## SOURCE EXTRACT
* * * *

What distinguishes the vibrant canvases that he produced that summer is the controlled passion that they exhibit. As a photograph taken of Sorolla painting the present work reveals, he painted direct onto the canvas (fig. 3). Describing his approach, Blanca Pons Sorolla comments: 'Sorolla saw, understood and painted Niños en la playa as a whole; He did no preliminary sketches. The colour, the light, the proportion of the figures, the depth and the breeze of the wind affected in equal measure the entire work. It is extraordinary that Sorolla could capture on canvas something as difficult as the spontaneity of the moment which unfolded before him and imbue it with the emotional charge he felt at the time.’ (unpublished notes from Blanca Pons-Sorolla, 2013). Other key works painted during the same few months, include Después del baño. La bata rosa (The Pink Robe, After the Bath), and La niña curiosa (The Curious Child) (fig. 4).

A common thread running through these works is their expression of the immutable truths that formed the bedrock of Sorolla’s aesthetic throughout his life: his implicit faith in the human condition, the constant source of hope and inspiration that he derived from his family, and the overriding importance to him of Spain, and the region of Valencia in particular.

* * * *

## EXTRACTED INFORMATION
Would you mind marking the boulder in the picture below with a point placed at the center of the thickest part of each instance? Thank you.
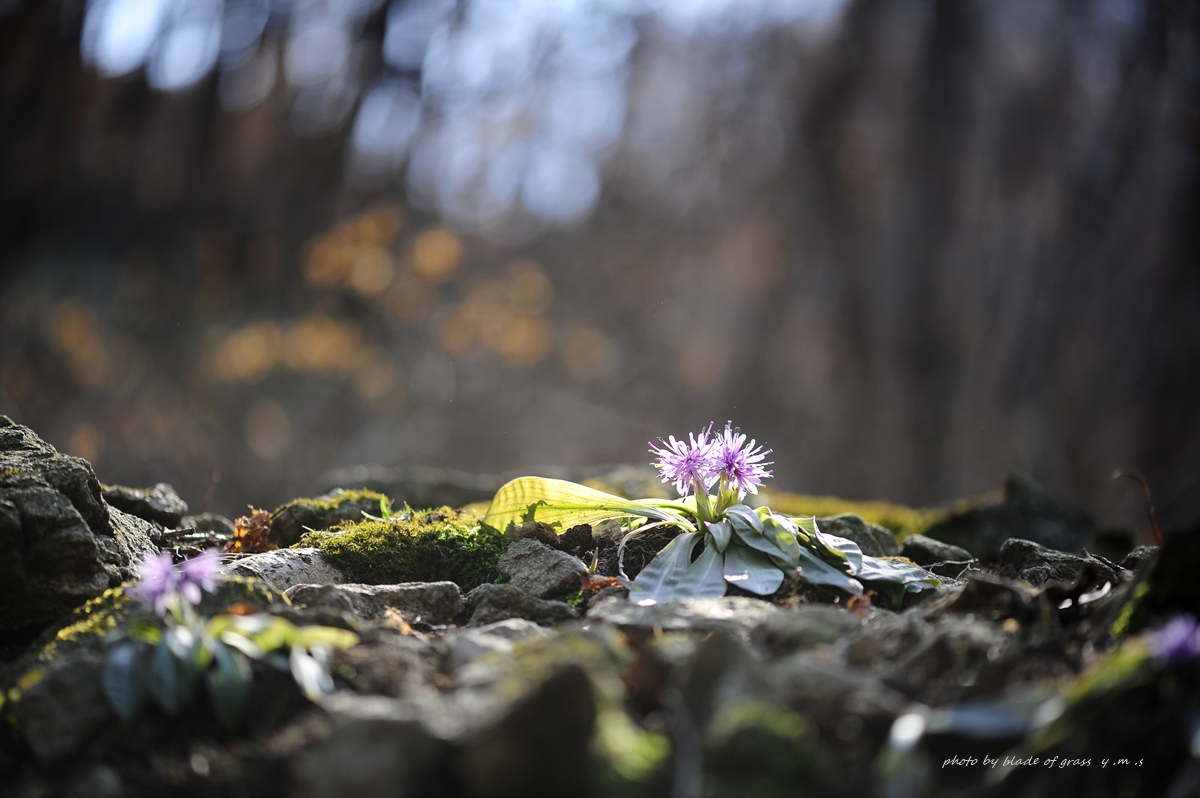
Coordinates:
(159, 504)
(432, 603)
(927, 551)
(871, 538)
(60, 543)
(489, 604)
(541, 571)
(286, 568)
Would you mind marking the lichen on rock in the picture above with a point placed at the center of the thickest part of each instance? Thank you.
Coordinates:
(414, 546)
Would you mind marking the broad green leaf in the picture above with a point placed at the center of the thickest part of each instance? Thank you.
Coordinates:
(658, 580)
(564, 504)
(166, 679)
(751, 570)
(228, 685)
(310, 676)
(307, 636)
(876, 569)
(817, 571)
(721, 532)
(705, 579)
(125, 681)
(783, 535)
(743, 517)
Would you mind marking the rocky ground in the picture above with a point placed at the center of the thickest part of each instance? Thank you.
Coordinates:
(492, 664)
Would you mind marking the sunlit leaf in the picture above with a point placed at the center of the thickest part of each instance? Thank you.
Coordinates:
(817, 571)
(228, 685)
(657, 582)
(310, 676)
(705, 579)
(564, 504)
(721, 533)
(124, 679)
(309, 636)
(751, 570)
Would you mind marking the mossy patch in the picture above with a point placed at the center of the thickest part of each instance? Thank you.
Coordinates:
(901, 520)
(414, 546)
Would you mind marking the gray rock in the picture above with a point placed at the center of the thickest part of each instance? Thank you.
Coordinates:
(61, 711)
(291, 521)
(735, 616)
(927, 551)
(541, 571)
(1027, 511)
(871, 538)
(159, 504)
(1041, 567)
(285, 568)
(489, 604)
(60, 543)
(809, 624)
(432, 603)
(376, 748)
(209, 522)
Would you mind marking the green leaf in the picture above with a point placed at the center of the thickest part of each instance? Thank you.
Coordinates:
(168, 682)
(307, 636)
(783, 534)
(228, 685)
(125, 681)
(311, 677)
(743, 517)
(705, 579)
(564, 504)
(721, 533)
(817, 571)
(876, 569)
(751, 570)
(658, 580)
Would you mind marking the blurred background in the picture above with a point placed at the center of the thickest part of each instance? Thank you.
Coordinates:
(912, 245)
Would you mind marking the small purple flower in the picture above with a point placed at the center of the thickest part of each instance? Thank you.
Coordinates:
(156, 581)
(738, 462)
(687, 463)
(199, 573)
(1177, 642)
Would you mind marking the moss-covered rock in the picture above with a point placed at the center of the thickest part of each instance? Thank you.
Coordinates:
(291, 521)
(414, 546)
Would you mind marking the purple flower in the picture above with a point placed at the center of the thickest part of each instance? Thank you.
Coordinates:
(199, 573)
(1177, 642)
(156, 581)
(159, 580)
(687, 463)
(739, 462)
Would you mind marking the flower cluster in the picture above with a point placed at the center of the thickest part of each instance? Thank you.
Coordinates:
(707, 460)
(162, 585)
(1177, 642)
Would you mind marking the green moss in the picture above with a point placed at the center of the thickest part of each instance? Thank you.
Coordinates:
(760, 749)
(414, 546)
(901, 520)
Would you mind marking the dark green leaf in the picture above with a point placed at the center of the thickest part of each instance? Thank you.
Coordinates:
(125, 681)
(658, 580)
(751, 570)
(228, 685)
(721, 532)
(705, 577)
(817, 571)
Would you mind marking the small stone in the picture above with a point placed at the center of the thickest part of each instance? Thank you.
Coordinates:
(159, 504)
(489, 604)
(287, 567)
(539, 570)
(871, 538)
(432, 603)
(927, 551)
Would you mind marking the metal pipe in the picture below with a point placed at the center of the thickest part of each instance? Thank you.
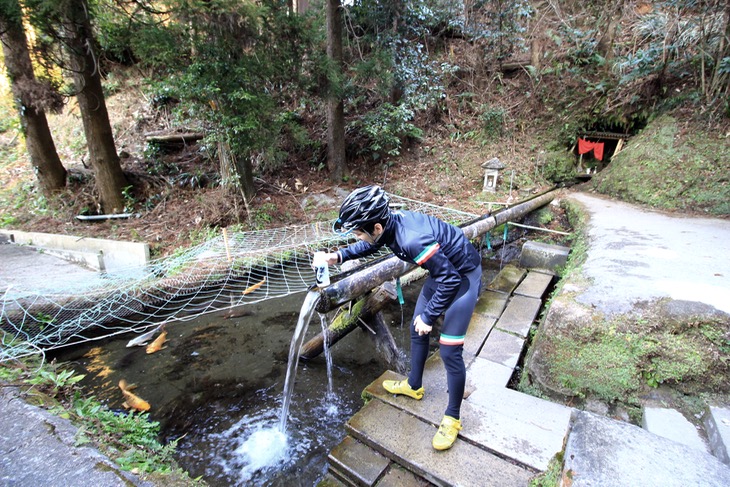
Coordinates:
(347, 287)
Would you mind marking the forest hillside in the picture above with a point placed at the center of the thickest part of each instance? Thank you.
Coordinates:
(252, 115)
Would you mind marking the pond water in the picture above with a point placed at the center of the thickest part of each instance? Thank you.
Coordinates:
(218, 387)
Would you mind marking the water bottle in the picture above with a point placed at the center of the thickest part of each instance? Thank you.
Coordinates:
(321, 269)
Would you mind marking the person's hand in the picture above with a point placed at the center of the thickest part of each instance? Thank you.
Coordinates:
(421, 327)
(330, 258)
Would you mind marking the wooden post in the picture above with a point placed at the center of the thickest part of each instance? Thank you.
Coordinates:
(363, 310)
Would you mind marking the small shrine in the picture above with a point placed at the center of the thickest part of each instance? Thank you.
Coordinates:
(491, 174)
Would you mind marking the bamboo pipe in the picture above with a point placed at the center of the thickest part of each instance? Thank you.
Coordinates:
(355, 284)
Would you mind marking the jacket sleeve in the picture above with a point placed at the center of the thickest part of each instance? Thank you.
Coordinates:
(447, 279)
(358, 249)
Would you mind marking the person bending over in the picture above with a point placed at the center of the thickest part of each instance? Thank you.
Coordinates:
(452, 287)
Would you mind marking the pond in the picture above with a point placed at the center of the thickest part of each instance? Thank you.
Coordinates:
(218, 386)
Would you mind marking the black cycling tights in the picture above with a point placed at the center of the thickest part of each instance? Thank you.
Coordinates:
(451, 342)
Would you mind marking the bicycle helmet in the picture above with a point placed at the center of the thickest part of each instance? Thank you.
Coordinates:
(361, 207)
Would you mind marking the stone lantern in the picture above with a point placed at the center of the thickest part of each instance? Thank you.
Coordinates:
(491, 174)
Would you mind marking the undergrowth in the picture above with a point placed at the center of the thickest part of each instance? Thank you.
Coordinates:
(129, 439)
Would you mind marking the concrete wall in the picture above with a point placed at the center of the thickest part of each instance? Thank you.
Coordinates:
(99, 254)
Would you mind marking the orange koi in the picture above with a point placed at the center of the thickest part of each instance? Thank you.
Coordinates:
(251, 289)
(156, 345)
(132, 401)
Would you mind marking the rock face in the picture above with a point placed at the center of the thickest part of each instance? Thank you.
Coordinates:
(641, 267)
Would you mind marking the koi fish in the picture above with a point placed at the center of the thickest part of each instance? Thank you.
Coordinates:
(132, 401)
(251, 289)
(142, 340)
(156, 346)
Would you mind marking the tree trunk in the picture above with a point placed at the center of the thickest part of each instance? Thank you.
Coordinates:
(363, 311)
(336, 162)
(110, 180)
(38, 140)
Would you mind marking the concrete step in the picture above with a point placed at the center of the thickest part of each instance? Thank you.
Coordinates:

* * * *

## REQUIRED ACTIONS
1. Answer these questions about the passage on Sorolla:
(a) What did Sorolla not make before painting Niños en la playa?
(b) What English title does the passage on Sorolla give for La niña curiosa?
(c) Which region of Spain does the passage on Sorolla single out as especially important to him?
2. Scale the records from the line with "Would you mind marking the concrete wall" up to and including the last line of the records. Write out only those lines again, requests included, and multiply every coordinate by 1.4, rounding each to a whole number with halves rounded up.

## SOLUTIONS TO THE PROBLEMS
1.
(a) Preliminary sketches.
(b) The Curious Child.
(c) Valencia.

2.
Would you mind marking the concrete wall in the picture above with a point placed at the center of the thickest part of each instance? Thank you.
Coordinates:
(139, 356)
Would you mind marking the orange koi in the picture above with a point placed at the center of the thickest part of each instance? Thank you.
Coordinates:
(351, 405)
(218, 483)
(185, 561)
Would you mind marking the rock face in the picture above with a point placed at the center of the thickest part of each instance? Thank you.
Coordinates:
(897, 374)
Would you mind marking the koi fish in the picture above with a point placed at the center of the thickest part of each instance? Thank you.
Coordinates:
(185, 561)
(351, 405)
(199, 476)
(218, 484)
Would you mind marking the tree trunk in the picture above with a point placed at the center of the thickest part of each instance? Thank you.
Coordinates:
(508, 435)
(470, 227)
(154, 252)
(53, 196)
Would you mind marking the concrete step in the picture above with a point placed at the center of the thickest part of each instance? Thank you.
Coordinates:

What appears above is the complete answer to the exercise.